DATA EXCERPTS Start Marker

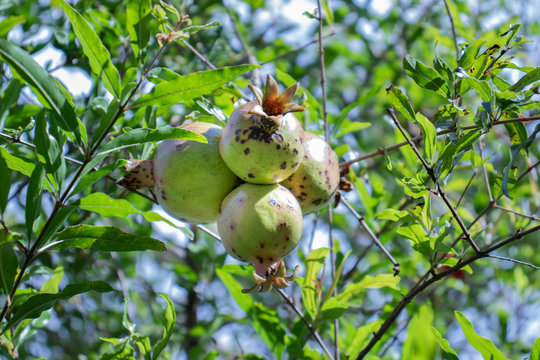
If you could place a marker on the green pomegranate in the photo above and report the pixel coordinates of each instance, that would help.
(260, 224)
(189, 178)
(316, 180)
(262, 141)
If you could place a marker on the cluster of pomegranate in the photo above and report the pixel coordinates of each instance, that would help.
(256, 177)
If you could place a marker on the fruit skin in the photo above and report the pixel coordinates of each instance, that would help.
(261, 150)
(191, 179)
(316, 180)
(260, 224)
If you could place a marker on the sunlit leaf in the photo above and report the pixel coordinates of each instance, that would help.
(488, 350)
(105, 238)
(93, 48)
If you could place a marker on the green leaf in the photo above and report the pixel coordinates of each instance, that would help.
(470, 54)
(100, 58)
(191, 86)
(535, 352)
(417, 236)
(430, 135)
(527, 79)
(8, 23)
(35, 305)
(8, 267)
(351, 126)
(138, 16)
(310, 292)
(105, 238)
(50, 152)
(362, 337)
(420, 343)
(33, 198)
(425, 76)
(94, 176)
(401, 102)
(5, 183)
(51, 285)
(488, 350)
(447, 352)
(106, 206)
(337, 305)
(141, 136)
(265, 321)
(169, 319)
(48, 91)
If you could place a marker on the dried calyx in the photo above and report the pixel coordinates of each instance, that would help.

DATA EXCERPTS End Marker

INSTRUCTIONS FOR THE TASK >> Print exactly the lines from the one with "If you could place a marker on the cluster" through the end of the data, inclusive.

EXERCISE SOLUTION >>
If you could place a marker on the cluster of pomegranate in the photo above and report the pixel coordinates of each instance, that would help.
(256, 177)
If you could place a marker on the fruit skin in the photo above and report the pixel coordinates of each instance, that would help.
(261, 150)
(191, 179)
(316, 180)
(260, 224)
If you could place a marker on the sunlit leaf in the photo above and report the pixel coordinates of each instance, that would help.
(488, 350)
(105, 238)
(93, 48)
If you could place a marker on the green leaf in the photo above and report the pixel coordinates of each instance, that would help.
(470, 54)
(100, 58)
(191, 86)
(535, 352)
(417, 236)
(430, 135)
(527, 79)
(8, 23)
(35, 305)
(8, 267)
(351, 126)
(138, 16)
(310, 292)
(105, 238)
(50, 152)
(362, 337)
(420, 343)
(33, 198)
(425, 76)
(94, 176)
(401, 102)
(5, 183)
(51, 285)
(488, 350)
(447, 352)
(106, 206)
(337, 305)
(141, 136)
(265, 321)
(169, 319)
(48, 91)
If you could place a marker on the dried calyx in the photo above and report the pixel coordinates of each instance, that would help.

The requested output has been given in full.